O QUE PRODUZIR: Selecione, nas linhas abaixo, todas as que contêm a palavra "ceiling" e copie cada uma delas.

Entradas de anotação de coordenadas
★ ★ ★ ★ ★

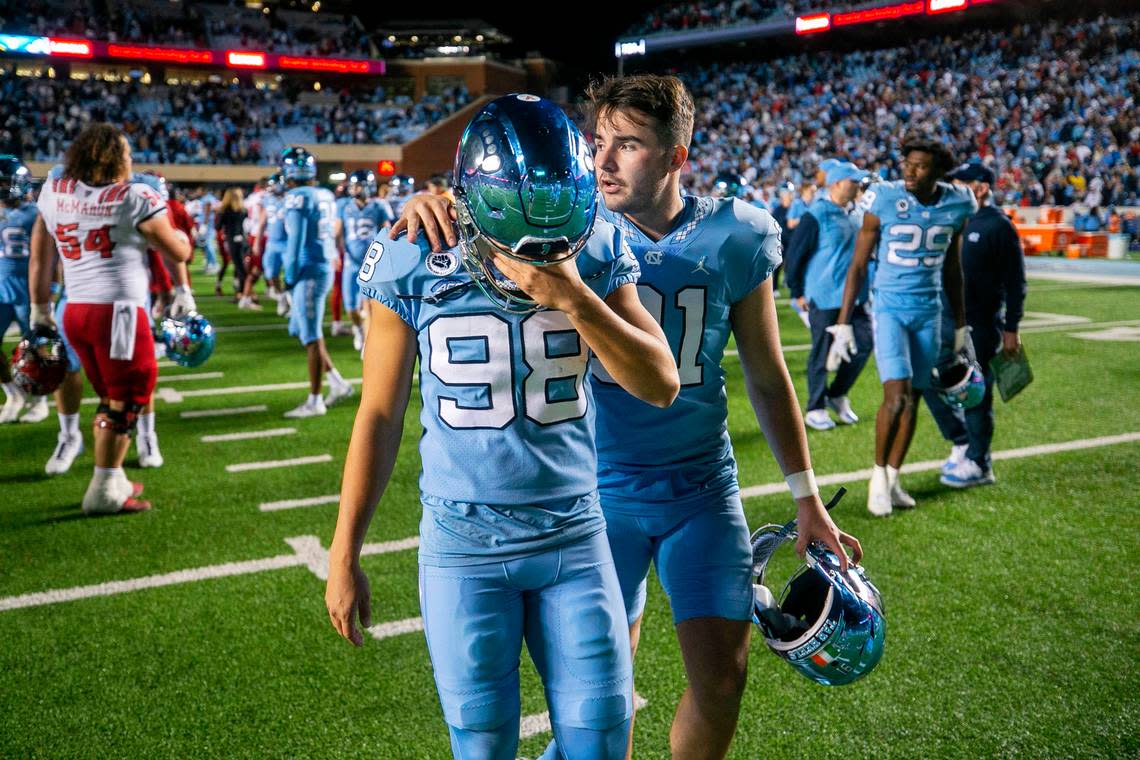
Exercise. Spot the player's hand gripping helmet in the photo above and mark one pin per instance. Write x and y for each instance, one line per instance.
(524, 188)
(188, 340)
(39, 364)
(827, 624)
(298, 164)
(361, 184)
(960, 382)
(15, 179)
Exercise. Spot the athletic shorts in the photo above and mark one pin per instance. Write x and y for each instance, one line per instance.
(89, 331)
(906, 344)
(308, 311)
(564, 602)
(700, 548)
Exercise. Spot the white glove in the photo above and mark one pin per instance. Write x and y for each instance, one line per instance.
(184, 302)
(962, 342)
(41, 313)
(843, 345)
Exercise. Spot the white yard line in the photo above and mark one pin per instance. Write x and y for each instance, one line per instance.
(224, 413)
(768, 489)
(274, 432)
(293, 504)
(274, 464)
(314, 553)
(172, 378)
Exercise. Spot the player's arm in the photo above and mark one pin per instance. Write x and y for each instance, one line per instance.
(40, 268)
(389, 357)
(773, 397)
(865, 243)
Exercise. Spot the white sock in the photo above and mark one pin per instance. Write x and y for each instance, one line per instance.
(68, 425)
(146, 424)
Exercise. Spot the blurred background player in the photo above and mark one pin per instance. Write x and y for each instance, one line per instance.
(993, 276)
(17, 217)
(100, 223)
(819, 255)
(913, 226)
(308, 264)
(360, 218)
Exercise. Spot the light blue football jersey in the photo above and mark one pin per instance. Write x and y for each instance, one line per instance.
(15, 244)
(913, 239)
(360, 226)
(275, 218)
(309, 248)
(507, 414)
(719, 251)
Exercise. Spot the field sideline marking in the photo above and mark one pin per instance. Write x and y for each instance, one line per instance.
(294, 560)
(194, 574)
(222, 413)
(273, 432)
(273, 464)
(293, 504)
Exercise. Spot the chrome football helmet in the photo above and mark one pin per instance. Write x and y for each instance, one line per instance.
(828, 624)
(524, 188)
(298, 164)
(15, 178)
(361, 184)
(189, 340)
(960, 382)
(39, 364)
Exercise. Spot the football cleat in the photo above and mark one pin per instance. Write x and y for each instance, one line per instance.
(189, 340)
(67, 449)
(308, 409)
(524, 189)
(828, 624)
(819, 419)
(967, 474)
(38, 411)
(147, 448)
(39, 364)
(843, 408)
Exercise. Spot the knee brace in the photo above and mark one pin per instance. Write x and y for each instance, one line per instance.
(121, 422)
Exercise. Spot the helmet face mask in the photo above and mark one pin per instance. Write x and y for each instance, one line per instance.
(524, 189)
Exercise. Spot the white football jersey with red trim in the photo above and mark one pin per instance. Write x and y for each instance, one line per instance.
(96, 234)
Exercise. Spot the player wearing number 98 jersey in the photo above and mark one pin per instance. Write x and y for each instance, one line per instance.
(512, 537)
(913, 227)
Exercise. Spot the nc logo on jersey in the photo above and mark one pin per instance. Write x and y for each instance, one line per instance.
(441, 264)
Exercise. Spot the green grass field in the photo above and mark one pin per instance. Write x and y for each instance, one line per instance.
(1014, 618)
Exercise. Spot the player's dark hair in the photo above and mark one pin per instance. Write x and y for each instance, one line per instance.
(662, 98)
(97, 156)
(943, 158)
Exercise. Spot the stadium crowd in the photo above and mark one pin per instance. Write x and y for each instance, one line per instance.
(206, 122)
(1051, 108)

★ ★ ★ ★ ★

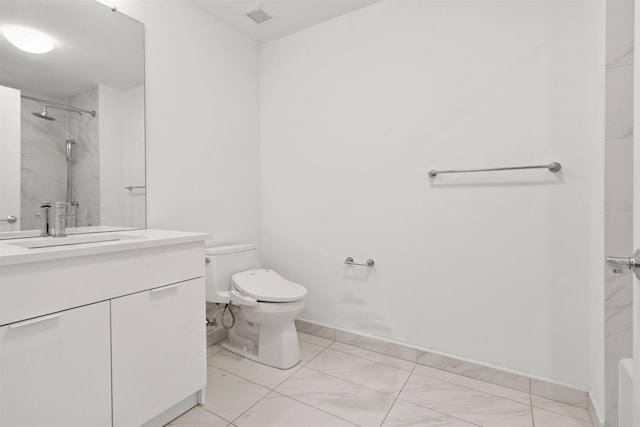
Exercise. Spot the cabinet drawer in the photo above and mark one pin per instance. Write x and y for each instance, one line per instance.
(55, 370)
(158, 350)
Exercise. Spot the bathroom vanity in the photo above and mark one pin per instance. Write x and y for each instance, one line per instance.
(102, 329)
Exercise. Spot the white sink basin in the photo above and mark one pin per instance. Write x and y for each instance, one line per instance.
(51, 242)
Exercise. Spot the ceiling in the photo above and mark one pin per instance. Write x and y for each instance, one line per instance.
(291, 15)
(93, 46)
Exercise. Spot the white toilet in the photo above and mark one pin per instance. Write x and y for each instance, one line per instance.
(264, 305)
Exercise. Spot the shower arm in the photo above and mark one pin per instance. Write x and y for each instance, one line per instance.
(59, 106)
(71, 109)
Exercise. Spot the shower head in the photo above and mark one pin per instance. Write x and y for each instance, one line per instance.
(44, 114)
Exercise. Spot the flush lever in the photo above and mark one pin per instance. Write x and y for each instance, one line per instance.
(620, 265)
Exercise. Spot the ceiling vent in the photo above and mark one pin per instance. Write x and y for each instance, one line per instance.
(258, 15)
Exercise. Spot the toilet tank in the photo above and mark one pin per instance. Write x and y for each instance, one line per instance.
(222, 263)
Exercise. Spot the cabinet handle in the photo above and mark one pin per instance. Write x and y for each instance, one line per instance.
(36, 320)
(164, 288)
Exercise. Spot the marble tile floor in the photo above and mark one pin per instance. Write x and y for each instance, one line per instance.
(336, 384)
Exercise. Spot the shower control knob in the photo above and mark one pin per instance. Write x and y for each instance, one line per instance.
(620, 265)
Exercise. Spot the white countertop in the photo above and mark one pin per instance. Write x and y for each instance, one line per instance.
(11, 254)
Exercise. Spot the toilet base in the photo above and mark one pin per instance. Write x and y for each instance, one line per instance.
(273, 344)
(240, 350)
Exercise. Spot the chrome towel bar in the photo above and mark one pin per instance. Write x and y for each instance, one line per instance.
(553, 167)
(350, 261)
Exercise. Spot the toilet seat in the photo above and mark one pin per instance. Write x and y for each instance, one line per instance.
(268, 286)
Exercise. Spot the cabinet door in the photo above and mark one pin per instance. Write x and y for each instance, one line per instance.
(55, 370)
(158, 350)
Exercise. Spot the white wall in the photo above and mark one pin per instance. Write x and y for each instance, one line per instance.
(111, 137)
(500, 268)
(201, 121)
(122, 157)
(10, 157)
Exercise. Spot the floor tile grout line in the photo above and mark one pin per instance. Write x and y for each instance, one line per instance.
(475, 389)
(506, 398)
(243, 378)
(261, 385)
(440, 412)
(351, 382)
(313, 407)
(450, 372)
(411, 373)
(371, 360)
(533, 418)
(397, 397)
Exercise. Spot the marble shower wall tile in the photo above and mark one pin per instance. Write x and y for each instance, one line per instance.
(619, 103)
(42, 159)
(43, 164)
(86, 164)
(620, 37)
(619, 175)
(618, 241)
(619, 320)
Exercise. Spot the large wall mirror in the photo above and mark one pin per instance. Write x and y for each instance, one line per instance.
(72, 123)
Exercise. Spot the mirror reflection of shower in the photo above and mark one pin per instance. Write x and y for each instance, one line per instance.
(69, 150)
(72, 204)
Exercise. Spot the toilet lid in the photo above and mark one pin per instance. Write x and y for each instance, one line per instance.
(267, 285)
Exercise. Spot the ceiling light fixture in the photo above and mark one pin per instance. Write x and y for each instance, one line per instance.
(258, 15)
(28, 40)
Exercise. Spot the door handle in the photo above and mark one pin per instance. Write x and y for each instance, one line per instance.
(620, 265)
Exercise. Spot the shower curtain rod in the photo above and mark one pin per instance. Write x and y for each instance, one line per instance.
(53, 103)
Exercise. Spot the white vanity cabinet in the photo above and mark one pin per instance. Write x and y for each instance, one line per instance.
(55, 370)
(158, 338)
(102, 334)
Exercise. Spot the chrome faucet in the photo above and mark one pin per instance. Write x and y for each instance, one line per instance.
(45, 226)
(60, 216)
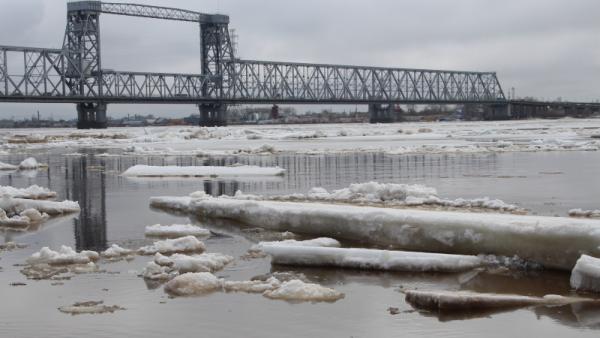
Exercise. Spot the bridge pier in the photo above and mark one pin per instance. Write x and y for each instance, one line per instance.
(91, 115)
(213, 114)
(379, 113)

★ ★ ★ ★ ★

RESPOSTA COMPLETA:
Exercise. Spot the ceiling in the photo above and mark one pin per instance. Write x and y for each instance, one line per instance.
Exercise. Spot the ceiling vent in the photo above and mark one pin per instance. Write x and y for each instance, one line per instance.
Exercise. Spot the ceiling light fixture in the photo above and mark one pin per instance. Write x and y for each instance, one line per instance.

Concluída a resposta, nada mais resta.